Et si Fillon disait vrai ?

Fillon

Un événement s’est produit le dimanche 27 novembre 2016. Le candidat qui a été désigné par les deux tiers des électeurs de la primaire de la droite et du centre propose aux Français un projet dont l’orientation est clairement libérale et conservatrice. C’est du jamais vu. Cela paraissait tellement impossible que jusqu’à quelques encablures du premier tour de scrutin, François Fillon était loin derrière Alain Juppé et Nicolas Sarkozy.

Il y avait le technocrate sérieux qui allait l’emporter pour rétablir le chiraquisme, c’est-à-dire une politique radicale-socialiste faite de demi-mesures et de compromis propre à pérenniser l’immobilisme et à poursuivre le déclin du pays. L’ancien Premier Ministre de Jacques Chirac allait certes afficher la fermeté, mais droit dans ses bottes, et donc bien incapable d’avancer, il allait maintenir notre Etat-Providence ruineux en réduisant un peu la voilure, persévérer dans une politique internationale conformiste, et surtout rejoindre la gauche dans le discours suicidaire qui fait reposer de façon absurde notre identité sur la diversité. La guerre déclarée au Front National et une conception de la laïcité aussi ouverte à l’islam qu’ignorante de cette religion renvoyaient évidemment tous les électeurs attachés à notre identité vers une opposition de droite. De même, son insistance à défendre les prétendues avancées sociétales, comme l’avortement ou le mariage unisexe, ne pouvait que révulser l’électorat conservateur. Juppé, c’était la droite à laquelle nous sommes habitués, c’est-à-dire une gauche avec vingt ans de retard et quelques mesures économiques positives que la gauche pratique d’ailleurs dans les pays où l’idéologie ne la rend pas stupide, c’est-à-dire à peu près partout, sauf en France.

Lignes répertoriées:
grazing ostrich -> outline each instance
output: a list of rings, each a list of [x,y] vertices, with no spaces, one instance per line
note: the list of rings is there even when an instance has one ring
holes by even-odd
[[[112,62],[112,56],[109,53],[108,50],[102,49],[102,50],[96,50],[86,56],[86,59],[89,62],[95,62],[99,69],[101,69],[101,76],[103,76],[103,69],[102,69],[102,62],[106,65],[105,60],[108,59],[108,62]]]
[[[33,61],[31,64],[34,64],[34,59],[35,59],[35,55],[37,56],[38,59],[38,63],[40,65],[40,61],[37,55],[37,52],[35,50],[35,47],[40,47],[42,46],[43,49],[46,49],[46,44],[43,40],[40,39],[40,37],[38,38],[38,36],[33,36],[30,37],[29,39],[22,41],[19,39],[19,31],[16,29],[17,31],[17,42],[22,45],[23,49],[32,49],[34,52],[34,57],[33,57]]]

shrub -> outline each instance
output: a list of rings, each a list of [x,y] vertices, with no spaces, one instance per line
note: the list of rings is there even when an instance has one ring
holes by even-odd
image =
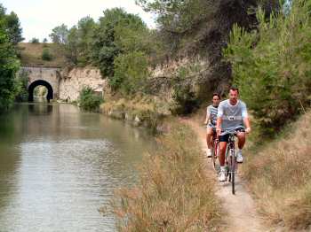
[[[47,48],[44,48],[42,51],[42,59],[46,60],[46,61],[50,61],[52,59],[52,58],[53,57],[52,57],[50,50]]]
[[[15,100],[17,102],[27,102],[28,100],[28,91],[27,86],[28,83],[28,73],[21,71],[16,79],[17,96]]]
[[[31,43],[39,43],[39,39],[37,38],[32,38],[30,41],[29,41]]]
[[[148,57],[140,51],[130,52],[115,59],[115,74],[109,78],[109,84],[114,89],[121,89],[124,94],[135,93],[148,75]]]
[[[98,111],[102,102],[102,97],[96,95],[90,87],[84,87],[80,91],[79,104],[84,111]]]
[[[289,14],[265,19],[259,28],[234,27],[225,50],[234,82],[265,134],[274,134],[310,104],[311,18],[309,1],[292,3]]]

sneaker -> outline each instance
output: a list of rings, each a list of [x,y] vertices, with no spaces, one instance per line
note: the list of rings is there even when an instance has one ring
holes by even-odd
[[[207,149],[206,150],[206,156],[207,156],[207,158],[211,158],[211,149]]]
[[[224,166],[220,166],[220,174],[219,174],[219,182],[226,181],[226,169]]]
[[[238,150],[236,154],[236,162],[243,163],[242,150]]]

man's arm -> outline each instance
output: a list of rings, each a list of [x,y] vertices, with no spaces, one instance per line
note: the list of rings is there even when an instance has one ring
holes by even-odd
[[[245,132],[249,134],[251,132],[251,122],[247,112],[246,104],[243,104],[243,109],[242,109],[242,118],[246,128]]]
[[[222,122],[221,117],[217,117],[217,121],[216,121],[217,136],[219,136],[219,135],[221,133],[221,122]]]
[[[250,119],[249,117],[246,117],[243,120],[243,121],[244,122],[244,125],[245,125],[245,132],[247,134],[249,134],[251,132],[251,121],[250,121]]]
[[[220,103],[218,106],[217,112],[217,121],[216,121],[216,133],[217,136],[219,136],[221,133],[221,123],[222,123],[222,115],[224,114],[224,109],[222,104]]]
[[[207,107],[207,110],[206,110],[206,119],[205,119],[204,124],[207,124],[207,123],[209,122],[210,120],[211,120],[210,108]]]

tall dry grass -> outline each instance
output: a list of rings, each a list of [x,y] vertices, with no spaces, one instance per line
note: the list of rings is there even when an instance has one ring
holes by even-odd
[[[286,130],[257,151],[245,151],[243,175],[272,223],[311,229],[311,112]]]
[[[220,204],[193,131],[170,122],[144,163],[140,186],[114,202],[120,231],[219,231]]]

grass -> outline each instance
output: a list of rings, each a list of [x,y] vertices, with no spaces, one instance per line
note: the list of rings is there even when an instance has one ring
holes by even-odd
[[[219,231],[220,203],[196,135],[176,121],[169,125],[144,162],[140,186],[117,191],[119,231]]]
[[[272,224],[289,230],[311,225],[311,112],[278,139],[245,151],[243,175]]]
[[[19,43],[19,48],[22,66],[65,66],[64,52],[59,44],[20,43]],[[52,60],[42,59],[42,53],[44,48],[51,51]]]
[[[163,119],[171,114],[169,104],[163,100],[156,97],[140,95],[132,98],[120,98],[107,94],[100,110],[110,117],[126,120],[137,126],[143,125],[155,131]]]

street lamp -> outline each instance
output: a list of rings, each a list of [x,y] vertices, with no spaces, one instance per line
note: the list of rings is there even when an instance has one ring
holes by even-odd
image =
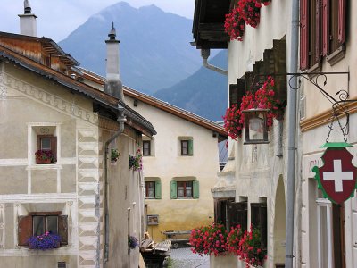
[[[269,109],[248,109],[244,110],[245,113],[245,136],[244,144],[262,144],[269,143],[267,114]]]

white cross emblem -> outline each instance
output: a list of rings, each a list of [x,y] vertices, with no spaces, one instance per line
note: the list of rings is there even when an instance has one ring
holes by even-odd
[[[341,165],[341,159],[334,160],[334,171],[325,172],[323,173],[324,180],[335,180],[335,191],[336,193],[343,191],[342,181],[343,180],[353,180],[353,172],[343,172]]]

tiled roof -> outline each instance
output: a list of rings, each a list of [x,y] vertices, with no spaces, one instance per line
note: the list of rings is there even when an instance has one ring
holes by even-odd
[[[36,72],[48,80],[61,84],[73,92],[81,94],[115,113],[118,112],[118,105],[124,107],[125,115],[127,116],[129,124],[131,124],[134,128],[136,127],[136,124],[141,125],[139,129],[140,130],[144,130],[145,135],[152,136],[156,134],[155,130],[148,121],[112,96],[79,82],[62,72],[35,62],[3,46],[0,46],[0,58],[11,61],[26,70]]]
[[[94,72],[87,71],[81,67],[79,67],[79,69],[82,71],[82,73],[84,74],[84,76],[87,79],[93,80],[98,84],[105,83],[104,77],[100,76],[96,73],[94,73]],[[178,117],[183,118],[188,121],[194,122],[197,125],[200,125],[203,128],[206,128],[208,130],[211,130],[218,133],[220,141],[227,139],[227,131],[224,130],[224,128],[221,125],[220,125],[216,122],[209,121],[203,117],[201,117],[197,114],[195,114],[193,113],[190,113],[190,112],[181,109],[179,107],[177,107],[169,103],[163,102],[154,96],[148,96],[148,95],[141,93],[139,91],[137,91],[129,87],[123,86],[123,90],[124,90],[124,95],[127,95],[130,97],[140,100],[143,103],[145,103],[147,105],[154,106],[158,109],[161,109],[162,111],[165,111],[167,113],[174,114]]]

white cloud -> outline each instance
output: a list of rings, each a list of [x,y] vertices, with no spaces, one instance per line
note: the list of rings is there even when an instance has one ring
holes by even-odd
[[[193,18],[195,0],[126,0],[134,7],[155,4],[163,11]],[[29,0],[32,13],[38,18],[37,36],[58,42],[102,9],[118,0]],[[18,14],[23,13],[22,0],[1,0],[0,31],[19,33]]]

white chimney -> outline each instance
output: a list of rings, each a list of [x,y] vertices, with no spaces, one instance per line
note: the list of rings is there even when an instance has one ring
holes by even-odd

Consigne A: Relevez toutes les personnes que l'extrait sur la primaire de la droite et du centre désigne par leur nom.
Consigne B: Rédigez la suite de l'extrait sur la primaire de la droite et du centre en partant de sa dernière phrase.
Les lignes n'interviennent en rien dans ce travail.

Réponse A: François Fillon, Alain Juppé, Nicolas Sarkozy, Jacques Chirac

Réponse B:
Il y avait le bonimenteur de talent qui voulait pour la troisième fois séduire l’électorat de droite tout en balançant son discours par quelques propositions d’équilibre. Mais le tour était connu : à droite toute, tout en préférant les socialistes au Front National, et puis après l’élection, un virage à gauche pour faire plaisir à Carla. L’artiste avait perdu ses souffleurs. Ses revirements sur la loi Taubira lui ont aliéné les électeurs issus de « la Manif Pour Tous », et le soutien de sens commun. Sans Buisson pour la hauteur de vue et la dimension historique, ses pas vers la droite étaient maladroits. Sans Guaino, et ses citations marquantes, la corde lyrique aux tonalités de gauche était rompue. Alors, on a eu les Gaulois pour tous, et la deuxième ration de frites à la place du jambon pour les musulmans. Les spectateurs se sont lassés, ont pesé le bilan, ont redouté que l’acteur soit arrêté en pleine représentation, et ont voulu éviter une réédition de 2012. Nicolas Sarkozy n’a pas dépassé le 1er tour. Alain Juppé a été écrasé au second.

Sauvé des eaux noires des élections de l’UMP, fin 2012, qui avaient étalé les rivalités féroces et les tricheries, nouveau Moïse, François Fillon brandit aujourd’hui son projet comme les tables de la loi. Il a ridiculisé son adversaire de 2012 Jean-François Copé réduit à 0,3% des voix au premier tour et atteint au second une avance sur Juppé qui lui assure une légitimité inédite. Il va en user pour réorganiser le parti Les Républicains afin d’en faire l’instrument décisif de sa campagne. Un gaulliste ne peut que déplorer le retour des partis, mais en remarquant qu’ici, le « patron du parti » a bel et bien été écarté par les votants et que c’est celui qu’ils ont désigné qui va y prendre le pouvoir.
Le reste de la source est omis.